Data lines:
>> BEGIN

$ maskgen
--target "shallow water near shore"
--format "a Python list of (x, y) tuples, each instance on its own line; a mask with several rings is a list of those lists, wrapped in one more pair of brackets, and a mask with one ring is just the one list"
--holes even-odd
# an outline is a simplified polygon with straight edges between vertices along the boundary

>> END

WHAT THE TASK REQUIRES: Can you copy the data above line for line, changing nothing?

FULL SOLUTION:
$ maskgen
--target "shallow water near shore"
--format "a Python list of (x, y) tuples, each instance on its own line; a mask with several rings is a list of those lists, wrapped in one more pair of brackets, and a mask with one ring is just the one list"
--holes even-odd
# an outline is a simplified polygon with straight edges between vertices along the boundary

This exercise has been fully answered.